** start Quoted text **
Improving the effectiveness of FUZZYJOIN
Three techniques can significantly improve the effectiveness of the FUZZYJOIN command:
- sorting individual elements in primary and secondary key field values
- removing generic elements from primary and secondary key field values
- harmonizing primary and secondary key field values
These techniques allow you to use tighter fuzzy settings and still get the same fuzzy matches, while reducing the number of false positive matches. You can use the techniques separately, or in combination.
Sorting individual elements in key field values
The SORTWORDS( ) function can improve the effectiveness of the FUZZYJOIN command by sorting individual elements in primary and secondary key field values into a sequential order.
Sorting elements, such as the components of an address, can make key field values with the same information, but a different format, more closely resemble each other. A closer resemblance improves the chances that key field values are selected as fuzzy matches for each other.
For more information, see SORTWORDS( ) function.
For a video providing an overview of SORTWORDS( ), see Fuzzy Matching Using SORTWORDS() (English only).
Note
Sorting elements in key field values is best suited for fuzzy joining using the Levenshtein distance algorithm.
Sorting elements when fuzzy joining using the Dice coefficient algorithm may or may not be beneficial. Test a set of sample data before deciding whether to use SORTWORDS( ) in conjunction with the Dice coefficient algorithm in a production setting.
Caution
If you use SORTWORDS( ) in conjunction with the FUZZYJOIN command you must apply SORTWORDS( ) to both strings or both fields being compared.
** end Quoted text **
** start Given data **
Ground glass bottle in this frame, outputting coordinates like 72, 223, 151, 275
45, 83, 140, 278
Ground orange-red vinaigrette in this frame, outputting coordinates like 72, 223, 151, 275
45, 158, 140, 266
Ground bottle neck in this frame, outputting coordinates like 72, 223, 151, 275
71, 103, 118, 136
** end Given data **
** start Given data **
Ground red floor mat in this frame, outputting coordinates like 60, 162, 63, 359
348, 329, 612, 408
** end Given data **
● **What you will do**:
**A)** According to the FUZZYJOIN text, which algorithm is sorting elements in key field values best suited for?
**B)** Please continue the FUZZYJOIN text from the point where it stops.

● **Per-task answers**:
**A)** The Levenshtein distance algorithm.

**B)**
Removing generic elements from key field values
The OMIT( ) function can improve the effectiveness of the FUZZYJOIN command by removing generic elements such as "Corporation" or "Inc.", or characters such as commas, periods, and ampersands (&), from primary and secondary key field values.
Removal of generic elements and punctuation focuses fuzzy matching on just the portion of the key field values where a meaningful difference may occur.
For more information, see OMIT( ) function.
Harmonizing key field values
The REPLACE( ) or REGEXREPLACE( ) functions can improve the effectiveness of the FUZZYJOIN command by harmonizing variant forms of the same element in primary and secondary key field values. For example, you could harmonize "Street", "St.", and "St" to use the single value "St".
Harmonizing elements can make key field values with the same information, but a different format, more closely resemble each other. A closer resemblance improves the chances that key field values are selected as fuzzy matches for each other.
For more information, see REPLACE( ) function for straightforward replacements, and REGEXREPLACE( ) function for more complex replacements.